[OPDRACHTEN]:
A: Geef het deel van de tekst over de eucharistieviering letterlijk weer, beginnend bij "In zijn teksten" en eindigend bij "herontdekken', zegt Léonard.".
B: Wie mag volgens de tekst over de eucharistieviering de homilie uitspreken?
C: Zet de tekst over de eucharistieviering alsjeblieft voort na de laatste zin.

In zijn teksten 'Om te groeien in de kunst van het vieren' verduidelijkt aartsbisschop André-Joseph Léonard de regels voor een eucharistieviering. Enkele opmerkelijke fragmenten.

I
Een priester draagt tijdens de mis een kazuifel boven de andere liturgische kledij. Nu doet niet iedereen dat. 'Het zou een goede zaak zijn deze traditie te herontdekken', zegt Léonard.

II
Niet elk gezang is even geschikt voor een eucharistieviering. Er rijst met name een probleem voor het Gloria, het Credo en het Sanctus, wegens de tendens om de traditionele teksten te vervangen door 'dichterlijke alternatieven die soms slechts een verre verwantschap hebben met de liturgische teksten'. 'We zouden er een groot voordeel mee doen af te stappen van composities die soms getuigen van weinig goede smaak.'

III
De 'actieve deelname' van de gelovigen is belangrijk. Dat houdt in dat iedereen (behalve de zieken) blijft rechtstaan tot de eerste lezing. Tijdens de lezingen mogen ze gaan zitten, en daarna moeten ze weer rechtstaan. En zo gaat dat de hele mis door. 'Deze afwisseling van zitten en staan, is geen kunstmatige gymnastische oefening die ons het leven moeilijk wil maken, maar een concrete manier om te bidden met het gehele lichaam en niet louter de geest.'

IV
'Buitenbijbelse' teksten zijn tijdens de eucharistieviering uit den boze. 'Bij wijze van bezinning' kan 'een veelzeggende niet-Bijbelse tekst' voor de aartsbisschop eventueel wel, maar mag nooit op een manier worden gebracht die gelijkwaardig is aan de Bijbel.

V
De homilie (preek) mag alleen door een gewijde bedienaar worden uitgesproken.

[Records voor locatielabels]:
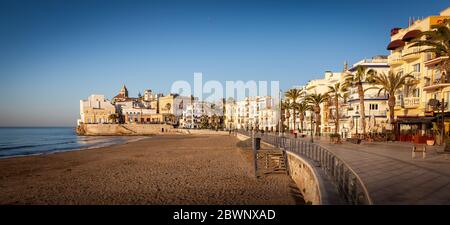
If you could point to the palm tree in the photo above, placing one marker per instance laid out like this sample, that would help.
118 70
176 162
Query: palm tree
113 117
293 95
337 91
356 80
301 108
390 84
317 99
436 41
286 106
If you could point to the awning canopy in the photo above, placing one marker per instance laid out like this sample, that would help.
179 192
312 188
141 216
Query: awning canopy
395 44
414 120
411 35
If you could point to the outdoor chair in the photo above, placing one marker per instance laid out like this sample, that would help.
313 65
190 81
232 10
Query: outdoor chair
420 149
444 150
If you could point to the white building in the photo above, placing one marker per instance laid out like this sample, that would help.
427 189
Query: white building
96 109
375 106
194 113
252 113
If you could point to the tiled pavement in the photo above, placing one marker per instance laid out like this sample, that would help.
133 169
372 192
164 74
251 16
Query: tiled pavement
392 176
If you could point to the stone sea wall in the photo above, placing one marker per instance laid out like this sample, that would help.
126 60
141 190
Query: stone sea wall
123 129
306 179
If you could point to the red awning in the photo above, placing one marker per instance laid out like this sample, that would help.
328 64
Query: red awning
411 35
395 44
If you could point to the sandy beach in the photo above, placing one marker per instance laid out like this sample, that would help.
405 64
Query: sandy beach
172 169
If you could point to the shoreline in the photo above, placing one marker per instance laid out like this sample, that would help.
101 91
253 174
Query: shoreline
51 152
170 170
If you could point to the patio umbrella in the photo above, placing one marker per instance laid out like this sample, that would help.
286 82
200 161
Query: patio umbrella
374 122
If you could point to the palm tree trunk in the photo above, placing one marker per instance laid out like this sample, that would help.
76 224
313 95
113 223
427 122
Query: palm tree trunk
337 115
301 125
391 104
293 118
362 108
318 124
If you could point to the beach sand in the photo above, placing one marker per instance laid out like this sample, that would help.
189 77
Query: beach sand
172 169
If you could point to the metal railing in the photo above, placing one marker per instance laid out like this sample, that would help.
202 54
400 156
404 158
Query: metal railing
349 184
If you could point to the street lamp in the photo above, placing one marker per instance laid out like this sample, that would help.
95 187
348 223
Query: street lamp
311 130
280 122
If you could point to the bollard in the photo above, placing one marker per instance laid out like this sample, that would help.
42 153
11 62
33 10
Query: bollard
256 146
256 143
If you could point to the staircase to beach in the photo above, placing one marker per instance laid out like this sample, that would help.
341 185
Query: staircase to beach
274 161
128 129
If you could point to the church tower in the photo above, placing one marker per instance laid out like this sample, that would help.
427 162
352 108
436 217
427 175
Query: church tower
124 91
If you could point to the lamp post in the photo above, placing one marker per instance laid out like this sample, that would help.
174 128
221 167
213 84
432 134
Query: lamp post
311 130
281 121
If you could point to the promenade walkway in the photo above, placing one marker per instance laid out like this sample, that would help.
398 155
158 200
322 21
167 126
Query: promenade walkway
392 176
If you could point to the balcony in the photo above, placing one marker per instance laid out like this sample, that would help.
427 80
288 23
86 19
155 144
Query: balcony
355 97
408 102
377 113
416 75
436 84
411 54
395 59
431 60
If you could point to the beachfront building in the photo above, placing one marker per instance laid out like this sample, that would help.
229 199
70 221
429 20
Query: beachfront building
138 112
96 110
200 114
252 113
320 86
230 114
375 105
171 107
417 108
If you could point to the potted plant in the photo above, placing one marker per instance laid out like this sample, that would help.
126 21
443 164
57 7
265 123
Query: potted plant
335 138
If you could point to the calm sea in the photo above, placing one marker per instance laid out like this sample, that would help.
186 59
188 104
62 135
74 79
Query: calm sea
31 141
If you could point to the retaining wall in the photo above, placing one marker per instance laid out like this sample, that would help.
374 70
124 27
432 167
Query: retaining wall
123 129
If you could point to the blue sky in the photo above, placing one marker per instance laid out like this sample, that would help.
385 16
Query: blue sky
54 53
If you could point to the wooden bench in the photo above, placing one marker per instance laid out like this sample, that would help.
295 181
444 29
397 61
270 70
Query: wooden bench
420 149
354 140
445 150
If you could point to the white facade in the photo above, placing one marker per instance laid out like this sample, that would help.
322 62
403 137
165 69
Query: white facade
376 108
192 114
252 113
96 109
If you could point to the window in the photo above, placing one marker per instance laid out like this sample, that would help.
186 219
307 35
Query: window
416 92
416 67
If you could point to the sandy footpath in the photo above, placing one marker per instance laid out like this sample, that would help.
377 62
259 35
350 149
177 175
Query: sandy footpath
195 169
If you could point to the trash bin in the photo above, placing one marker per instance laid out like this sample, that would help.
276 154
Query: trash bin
257 143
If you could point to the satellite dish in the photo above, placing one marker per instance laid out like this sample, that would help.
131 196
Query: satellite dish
434 103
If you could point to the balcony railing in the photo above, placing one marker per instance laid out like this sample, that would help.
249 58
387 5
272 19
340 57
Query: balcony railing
395 58
408 102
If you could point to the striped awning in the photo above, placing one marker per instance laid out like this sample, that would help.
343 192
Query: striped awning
395 44
411 35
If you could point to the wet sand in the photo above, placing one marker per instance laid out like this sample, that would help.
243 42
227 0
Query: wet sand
173 169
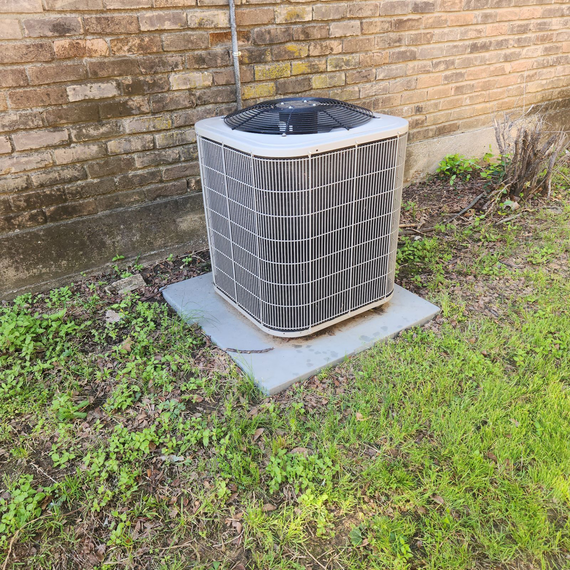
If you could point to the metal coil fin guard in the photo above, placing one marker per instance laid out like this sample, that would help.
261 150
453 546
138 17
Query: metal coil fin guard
298 116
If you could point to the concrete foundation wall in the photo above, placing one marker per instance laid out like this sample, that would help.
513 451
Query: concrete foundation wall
98 99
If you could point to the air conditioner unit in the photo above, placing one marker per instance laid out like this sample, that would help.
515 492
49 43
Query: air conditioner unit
302 200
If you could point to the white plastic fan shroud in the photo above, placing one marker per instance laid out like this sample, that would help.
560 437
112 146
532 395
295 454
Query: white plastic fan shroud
300 245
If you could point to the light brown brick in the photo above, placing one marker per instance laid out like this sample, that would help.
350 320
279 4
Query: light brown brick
130 144
5 146
79 153
10 29
308 66
67 49
113 67
211 58
37 199
174 3
225 37
71 210
289 51
24 162
174 188
14 184
175 138
111 166
92 91
20 6
111 24
161 64
286 14
183 170
272 71
127 107
146 124
52 27
68 114
184 41
258 90
145 85
13 77
132 45
56 73
310 32
328 80
54 176
157 157
74 5
90 188
208 19
346 28
26 53
162 21
325 47
338 62
329 11
32 140
293 85
41 97
170 101
363 9
254 16
191 80
127 4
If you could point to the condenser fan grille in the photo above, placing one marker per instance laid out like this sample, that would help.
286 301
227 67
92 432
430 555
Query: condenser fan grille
298 116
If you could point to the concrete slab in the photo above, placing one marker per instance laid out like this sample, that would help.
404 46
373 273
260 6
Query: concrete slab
285 361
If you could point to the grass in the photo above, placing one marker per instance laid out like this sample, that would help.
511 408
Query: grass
137 444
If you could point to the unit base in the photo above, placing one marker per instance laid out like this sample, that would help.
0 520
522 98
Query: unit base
304 332
276 363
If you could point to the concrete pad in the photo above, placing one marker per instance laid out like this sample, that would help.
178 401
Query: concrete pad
285 361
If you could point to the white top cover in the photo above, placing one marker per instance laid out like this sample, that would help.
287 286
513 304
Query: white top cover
286 146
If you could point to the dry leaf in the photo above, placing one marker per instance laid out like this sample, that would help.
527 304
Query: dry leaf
301 451
112 317
438 499
100 552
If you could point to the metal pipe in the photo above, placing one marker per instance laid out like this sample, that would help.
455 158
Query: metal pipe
235 52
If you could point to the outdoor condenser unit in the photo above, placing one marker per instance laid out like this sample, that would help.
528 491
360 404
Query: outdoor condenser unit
302 199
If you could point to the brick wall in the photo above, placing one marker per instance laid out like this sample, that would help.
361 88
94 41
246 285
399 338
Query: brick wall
98 98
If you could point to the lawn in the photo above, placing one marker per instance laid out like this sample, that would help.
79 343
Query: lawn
128 441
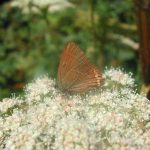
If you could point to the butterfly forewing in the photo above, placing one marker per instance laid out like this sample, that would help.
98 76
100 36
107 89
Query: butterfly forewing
75 72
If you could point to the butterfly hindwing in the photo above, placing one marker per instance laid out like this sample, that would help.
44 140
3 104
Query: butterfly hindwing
75 72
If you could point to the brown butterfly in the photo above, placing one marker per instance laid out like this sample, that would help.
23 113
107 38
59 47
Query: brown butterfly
75 73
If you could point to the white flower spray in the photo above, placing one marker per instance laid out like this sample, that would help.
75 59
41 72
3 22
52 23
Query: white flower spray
112 117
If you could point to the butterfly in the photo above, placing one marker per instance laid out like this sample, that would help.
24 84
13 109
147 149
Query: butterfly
75 73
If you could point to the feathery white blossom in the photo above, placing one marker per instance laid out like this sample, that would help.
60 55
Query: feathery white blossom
114 117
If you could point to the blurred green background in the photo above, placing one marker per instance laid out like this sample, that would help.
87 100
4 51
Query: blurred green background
33 35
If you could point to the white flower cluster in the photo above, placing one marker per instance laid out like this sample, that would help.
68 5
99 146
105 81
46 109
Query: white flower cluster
120 77
34 5
112 117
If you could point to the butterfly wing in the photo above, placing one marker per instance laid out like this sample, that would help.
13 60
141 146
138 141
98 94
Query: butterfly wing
75 72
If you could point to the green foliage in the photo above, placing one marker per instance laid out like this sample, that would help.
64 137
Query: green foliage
30 44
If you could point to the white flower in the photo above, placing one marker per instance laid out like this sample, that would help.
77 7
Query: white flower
116 117
120 77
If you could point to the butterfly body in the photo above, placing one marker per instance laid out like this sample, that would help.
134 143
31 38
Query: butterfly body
75 73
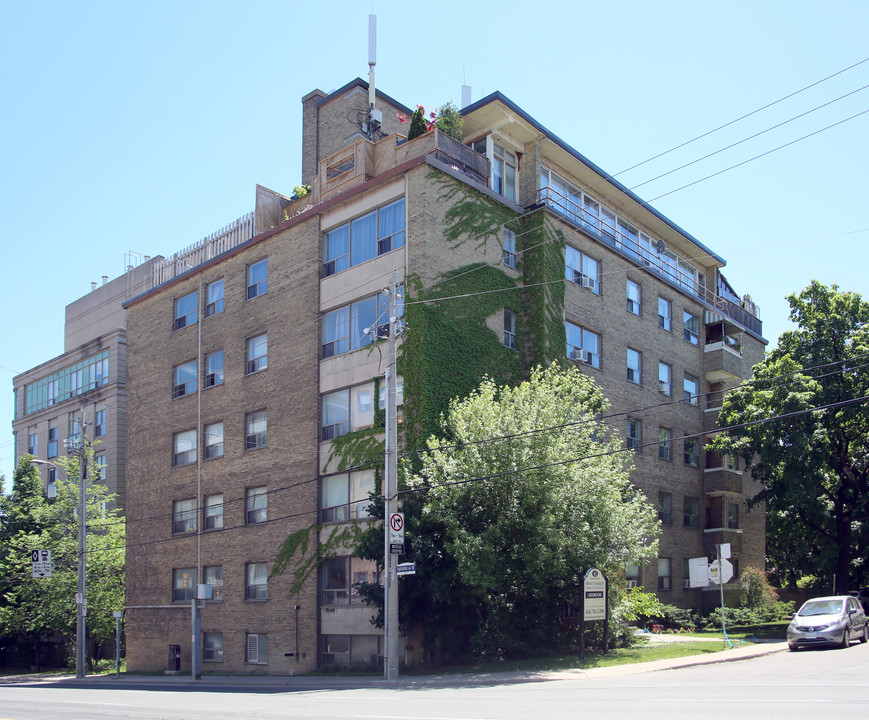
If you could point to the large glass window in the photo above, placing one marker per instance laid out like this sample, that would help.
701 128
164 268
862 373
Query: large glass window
340 577
364 238
583 345
346 496
214 298
184 379
184 450
185 311
257 354
256 583
184 516
581 269
258 278
256 505
635 366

[ANTWOORDEN]:
A:
In zijn teksten 'Om te groeien in de kunst van het vieren' verduidelijkt aartsbisschop André-Joseph Léonard de regels voor een eucharistieviering. Enkele opmerkelijke fragmenten.

I
Een priester draagt tijdens de mis een kazuifel boven de andere liturgische kledij. Nu doet niet iedereen dat. 'Het zou een goede zaak zijn deze traditie te herontdekken', zegt Léonard.

B: Alleen een gewijde bedienaar.

C:
VI
Voor hosties komt alleen ongedesemd tarwebrood in aanmerking. Alle andere broodsoorten noemt Léonard 'misplaatst'. In sommige kloosters en neocatechumenale gemeenschappen mogen de priesters 'dikker en zachter' ongedesemd brood gebruiken, omdat daar meer zorg is voor de achtergebleven kruimels. In gewone gemeenschappen raadt de aartsbisschop 'gewone hosties' aan, 'die het voordeel hebben amper kruimels na te laten'.

VII
Het vaatwerk voor de hosties en wijn mag 'geen gewoon vaatwerk' zijn, behalve in uiterste noodzaak. 'Men zal de resolute voorkeur geven aan patenen, schalen en kelken uit edelmetaal.'

VIII
Het evangelieboek moet zowel bij het begin van de viering als bij de lezing van het evangelie worden bewierookt. Na het aanbrengen van de gaven is het 'aangewezen' ook de offergaven en de gelovigen te bewieroken.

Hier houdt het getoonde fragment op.